- **What to do**
The entries below hold a line with "Exercise. Find the fort" and a line with "Exercise. Find the safety". Return those lines and all that lie between them, exactly and only.

- **Material for this exercise**
▼▼▼

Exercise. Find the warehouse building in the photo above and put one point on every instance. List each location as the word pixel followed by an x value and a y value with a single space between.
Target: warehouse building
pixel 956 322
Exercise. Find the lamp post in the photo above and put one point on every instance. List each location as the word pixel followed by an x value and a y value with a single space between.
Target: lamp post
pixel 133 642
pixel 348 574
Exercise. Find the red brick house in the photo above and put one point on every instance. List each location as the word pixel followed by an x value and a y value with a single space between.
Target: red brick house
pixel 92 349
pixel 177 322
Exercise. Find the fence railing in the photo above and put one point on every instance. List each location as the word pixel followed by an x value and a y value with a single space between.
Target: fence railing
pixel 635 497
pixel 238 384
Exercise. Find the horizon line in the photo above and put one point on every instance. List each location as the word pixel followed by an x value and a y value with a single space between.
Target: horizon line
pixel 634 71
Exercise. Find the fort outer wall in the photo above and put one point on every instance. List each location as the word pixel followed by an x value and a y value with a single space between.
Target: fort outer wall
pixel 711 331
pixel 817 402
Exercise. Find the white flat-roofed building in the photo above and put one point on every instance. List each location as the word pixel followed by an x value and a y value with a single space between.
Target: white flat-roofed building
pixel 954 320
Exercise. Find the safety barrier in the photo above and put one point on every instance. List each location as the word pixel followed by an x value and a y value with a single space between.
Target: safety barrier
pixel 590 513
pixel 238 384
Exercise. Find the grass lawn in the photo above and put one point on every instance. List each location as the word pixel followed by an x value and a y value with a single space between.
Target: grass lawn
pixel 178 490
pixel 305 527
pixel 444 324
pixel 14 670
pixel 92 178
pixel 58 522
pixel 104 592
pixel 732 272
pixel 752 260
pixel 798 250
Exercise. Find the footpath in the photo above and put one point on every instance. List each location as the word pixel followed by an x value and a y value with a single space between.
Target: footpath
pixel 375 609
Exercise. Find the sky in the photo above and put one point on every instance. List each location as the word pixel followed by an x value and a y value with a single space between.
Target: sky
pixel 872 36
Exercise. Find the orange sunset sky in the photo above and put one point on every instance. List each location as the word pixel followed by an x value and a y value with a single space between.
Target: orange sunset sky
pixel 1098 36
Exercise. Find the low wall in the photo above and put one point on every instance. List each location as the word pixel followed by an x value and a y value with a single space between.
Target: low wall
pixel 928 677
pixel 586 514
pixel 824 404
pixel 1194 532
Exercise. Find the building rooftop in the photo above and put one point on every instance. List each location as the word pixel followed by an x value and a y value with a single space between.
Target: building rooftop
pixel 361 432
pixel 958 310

▲▲▲

- **Your response**
Exercise. Find the fort outer wall in the photo above and put one point on every instance. List each location as the word pixel followed by an x value and a y value with a single space between.
Target: fort outer wall
pixel 711 331
pixel 817 402
Exercise. Find the white flat-roofed building in the photo above and put one point on every instance. List each location as the word pixel followed by an x value and a y value with a single space between.
Target: white flat-roofed building
pixel 954 320
Exercise. Find the safety barrier in the photo above and put one point on every instance. List each location as the word pixel followed by an x value and a y value with a single space between.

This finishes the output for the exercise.